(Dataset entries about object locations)
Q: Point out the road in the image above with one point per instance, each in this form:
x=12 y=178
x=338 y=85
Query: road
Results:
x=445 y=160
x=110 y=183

* _What needs to be done_: Rewrite the entries above as a JSON list of strings, with one string for each line and any blank lines omitted.

* _Result of the task_:
[
  "Q: Point out the road in the image above with one point per instance, each in this form:",
  "x=12 y=178",
  "x=338 y=85",
  "Query: road",
  "Results:",
  "x=445 y=160",
  "x=110 y=183"
]